> [Aim] Output the data that follows exactly, line for line.

++++ Extracted records ++++

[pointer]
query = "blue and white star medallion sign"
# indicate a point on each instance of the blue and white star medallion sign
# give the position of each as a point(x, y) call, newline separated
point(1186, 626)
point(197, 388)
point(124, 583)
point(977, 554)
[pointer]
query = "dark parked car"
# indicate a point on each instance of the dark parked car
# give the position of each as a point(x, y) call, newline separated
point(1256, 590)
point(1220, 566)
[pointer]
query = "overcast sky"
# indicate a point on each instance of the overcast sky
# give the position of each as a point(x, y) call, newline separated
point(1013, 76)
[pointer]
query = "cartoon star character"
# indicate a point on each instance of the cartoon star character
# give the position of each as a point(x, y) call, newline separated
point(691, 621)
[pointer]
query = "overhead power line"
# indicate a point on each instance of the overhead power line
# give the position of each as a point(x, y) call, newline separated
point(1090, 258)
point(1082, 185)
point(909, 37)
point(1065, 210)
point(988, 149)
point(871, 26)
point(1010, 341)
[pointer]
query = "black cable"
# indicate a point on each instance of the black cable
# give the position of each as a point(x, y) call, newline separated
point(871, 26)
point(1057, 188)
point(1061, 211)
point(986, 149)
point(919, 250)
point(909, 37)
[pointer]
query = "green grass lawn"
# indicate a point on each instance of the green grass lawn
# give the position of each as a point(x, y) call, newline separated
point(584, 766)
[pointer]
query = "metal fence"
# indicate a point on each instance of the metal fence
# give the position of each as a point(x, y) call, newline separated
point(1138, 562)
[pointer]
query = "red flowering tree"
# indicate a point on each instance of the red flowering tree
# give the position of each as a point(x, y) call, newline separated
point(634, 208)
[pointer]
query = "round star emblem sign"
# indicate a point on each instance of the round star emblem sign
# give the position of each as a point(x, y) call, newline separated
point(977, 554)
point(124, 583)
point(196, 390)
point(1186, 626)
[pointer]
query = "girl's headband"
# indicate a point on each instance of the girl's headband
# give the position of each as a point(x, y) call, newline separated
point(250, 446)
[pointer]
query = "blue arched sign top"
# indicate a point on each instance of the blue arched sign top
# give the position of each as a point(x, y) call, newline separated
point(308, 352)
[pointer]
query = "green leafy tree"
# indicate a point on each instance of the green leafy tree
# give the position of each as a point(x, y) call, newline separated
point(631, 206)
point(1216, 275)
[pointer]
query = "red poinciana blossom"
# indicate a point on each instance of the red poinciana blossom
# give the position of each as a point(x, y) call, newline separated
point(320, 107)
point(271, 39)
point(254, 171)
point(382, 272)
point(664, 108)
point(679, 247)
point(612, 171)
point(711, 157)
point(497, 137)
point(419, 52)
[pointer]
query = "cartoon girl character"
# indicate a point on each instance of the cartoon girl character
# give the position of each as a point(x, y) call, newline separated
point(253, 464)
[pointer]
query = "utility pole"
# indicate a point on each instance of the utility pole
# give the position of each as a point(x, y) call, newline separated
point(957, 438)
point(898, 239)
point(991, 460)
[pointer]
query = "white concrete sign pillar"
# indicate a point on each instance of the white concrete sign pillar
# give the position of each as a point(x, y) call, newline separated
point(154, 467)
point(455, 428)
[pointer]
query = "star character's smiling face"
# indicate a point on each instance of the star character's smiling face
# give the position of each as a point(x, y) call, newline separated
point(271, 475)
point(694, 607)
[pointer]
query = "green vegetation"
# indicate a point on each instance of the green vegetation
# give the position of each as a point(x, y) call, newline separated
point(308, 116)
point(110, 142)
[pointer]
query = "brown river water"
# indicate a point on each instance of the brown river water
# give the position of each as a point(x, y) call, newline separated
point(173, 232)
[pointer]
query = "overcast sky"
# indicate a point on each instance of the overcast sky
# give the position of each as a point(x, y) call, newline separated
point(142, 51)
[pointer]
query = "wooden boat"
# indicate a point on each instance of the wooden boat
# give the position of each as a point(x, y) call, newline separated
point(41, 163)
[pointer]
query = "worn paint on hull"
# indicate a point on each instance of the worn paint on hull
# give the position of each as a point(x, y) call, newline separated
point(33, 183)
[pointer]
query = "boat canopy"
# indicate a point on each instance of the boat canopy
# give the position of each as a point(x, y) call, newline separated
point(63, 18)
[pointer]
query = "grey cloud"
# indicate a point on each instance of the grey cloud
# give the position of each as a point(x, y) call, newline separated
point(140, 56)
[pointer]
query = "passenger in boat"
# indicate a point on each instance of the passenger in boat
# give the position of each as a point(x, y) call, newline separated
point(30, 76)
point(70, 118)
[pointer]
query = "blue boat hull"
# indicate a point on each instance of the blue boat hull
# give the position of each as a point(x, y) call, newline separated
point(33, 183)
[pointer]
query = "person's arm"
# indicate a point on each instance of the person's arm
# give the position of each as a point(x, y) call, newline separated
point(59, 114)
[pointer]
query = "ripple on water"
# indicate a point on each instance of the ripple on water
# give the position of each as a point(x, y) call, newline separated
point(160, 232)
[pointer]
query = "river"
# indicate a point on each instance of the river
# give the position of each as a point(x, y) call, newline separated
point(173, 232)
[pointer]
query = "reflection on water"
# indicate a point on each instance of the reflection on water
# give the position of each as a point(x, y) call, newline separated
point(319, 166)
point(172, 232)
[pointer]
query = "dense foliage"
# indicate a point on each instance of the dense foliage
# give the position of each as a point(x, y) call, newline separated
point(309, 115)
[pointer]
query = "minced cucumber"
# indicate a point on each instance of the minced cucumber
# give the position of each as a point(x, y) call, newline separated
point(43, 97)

++++

> [Written answer]
[pointer]
query = "blue and white star medallion sign"
# indicate a point on each instance of the blue and white star medallion sign
# give the position of each as a point(x, y) call, newline separated
point(1186, 626)
point(197, 388)
point(124, 583)
point(977, 554)
[pointer]
query = "dark parked car"
# indicate a point on each instance of the dark parked car
# give the position of each as a point(x, y) call, newline separated
point(1256, 590)
point(1220, 566)
[pointer]
query = "overcast sky"
# indicate a point on each instance of the overcast sky
# give the position of each as a point(x, y) call, newline separated
point(1013, 76)
[pointer]
query = "cartoon star character"
# indicate a point on each instance of the cartoon star character
# give the position of each as a point(x, y) call, newline separated
point(691, 621)
[pointer]
query = "overhead power line"
# indicate a point on each instance of the overhead power line
# give the position of each as a point(x, y) call, newline separated
point(1090, 258)
point(1082, 185)
point(909, 37)
point(1065, 210)
point(988, 149)
point(871, 26)
point(1010, 341)
[pointer]
query = "black cable"
# indicate a point on each instance of the black cable
# give the position of each as a point(x, y) call, newline separated
point(871, 26)
point(1057, 188)
point(1061, 211)
point(986, 149)
point(919, 250)
point(909, 37)
[pointer]
query = "green grass lawn"
# indicate a point on each instance of the green grass lawn
# give the position of each as a point(x, y) call, newline separated
point(584, 766)
[pointer]
query = "metal fence"
# indicate a point on each instance of the metal fence
# give the position of each as a point(x, y) call, newline separated
point(1138, 562)
[pointer]
query = "red flowering tree"
# indicate a point on each instance of the red flowering tree
# give the position of each as a point(x, y) call, newline separated
point(634, 208)
[pointer]
query = "round star emblem sign"
# indicate a point on each instance of the round star emblem sign
# give the position of each as a point(x, y) call, newline separated
point(977, 554)
point(124, 583)
point(196, 390)
point(1186, 626)
[pointer]
query = "girl's headband"
# indicate a point on each instance of the girl's headband
# give the position of each as a point(x, y) call, newline separated
point(250, 446)
[pointer]
query = "blue arched sign top"
# indicate a point on each instance of the blue arched sign top
# give the position of each as a point(x, y) call, newline separated
point(308, 352)
[pointer]
query = "green leafy tree"
# indicate a point on each instance of the green leafy tree
# give the position of each as a point(x, y) call, newline separated
point(631, 206)
point(1216, 275)
[pointer]
query = "red poinciana blossom"
# indicate a point on each instance of the red poinciana blossom
# give the position of each as a point(x, y) call, newline separated
point(320, 107)
point(271, 39)
point(254, 171)
point(382, 272)
point(664, 108)
point(679, 247)
point(612, 171)
point(711, 157)
point(497, 137)
point(419, 52)
[pointer]
query = "cartoon girl character"
# indicate a point on each instance of the cartoon girl character
# give the position of each as a point(x, y) call, newline separated
point(253, 464)
[pointer]
query = "utility pole"
# indicate a point on each instance of the utility pole
# give the position of each as a point(x, y) call, newline separated
point(957, 438)
point(898, 239)
point(991, 460)
[pointer]
query = "white concrete sign pillar"
# indicate a point on each instance of the white concrete sign pillar
# give the position of each as a point(x, y) call, newline separated
point(154, 467)
point(455, 428)
[pointer]
query = "star character's smiling face"
# indicate a point on each instance of the star character's smiling face
# give the position of each as a point(x, y) call, newline separated
point(271, 475)
point(694, 607)
[pointer]
query = "green vegetation"
# indicate a point on each instance of the green vegetation
# give the position of each as a point(x, y) call, newline separated
point(308, 116)
point(110, 142)
[pointer]
query = "brown river water"
# indicate a point on each instance of the brown river water
# give the position of each as a point(x, y) call, newline separated
point(173, 232)
[pointer]
query = "overcast sky"
# indicate a point on each instance of the overcast sky
# give the position of each as a point(x, y) call, newline separated
point(142, 51)
[pointer]
query = "wooden boat"
# indicate a point on each instance of the wooden boat
# give the position of each as a point(x, y) call, newline separated
point(41, 163)
[pointer]
query = "worn paint on hull"
# indicate a point on each instance of the worn paint on hull
# give the position of each as a point(x, y) call, newline separated
point(33, 183)
[pointer]
query = "boat canopy"
# indicate a point on each instance of the boat canopy
# give the position of each as a point(x, y) call, newline separated
point(63, 18)
[pointer]
query = "grey cloud"
# indicate a point on each instance of the grey cloud
# give the position of each as a point(x, y) call, newline separated
point(140, 56)
[pointer]
query = "passenger in boat"
# indicate a point on each instance of the passenger in boat
# give the position of each as a point(x, y) call, newline separated
point(30, 76)
point(70, 118)
[pointer]
query = "blue boat hull"
# indicate a point on each instance of the blue boat hull
# give the position of each as a point(x, y) call, newline separated
point(33, 183)
[pointer]
query = "person's arm"
# indicate a point on each instance of the person's arm
# give the position of each as a point(x, y) call, newline separated
point(59, 114)
[pointer]
query = "ripple on water"
# indicate a point on each instance of the ripple on water
# give the position of each as a point(x, y) call, newline separated
point(160, 232)
[pointer]
query = "river"
# indicate a point on each instance of the river
# give the position of each as a point(x, y) call, newline separated
point(173, 232)
[pointer]
query = "reflection on water"
# indicate a point on each instance of the reflection on water
# give the position of each as a point(x, y) call, newline separated
point(319, 166)
point(172, 232)
[pointer]
query = "dense foliage"
# indicate a point on each instance of the dense foliage
# give the position of each as a point(x, y) call, newline separated
point(309, 115)
[pointer]
query = "minced cucumber"
# indicate a point on each instance of the minced cucumber
# give the position of each as a point(x, y) call, newline separated
point(43, 97)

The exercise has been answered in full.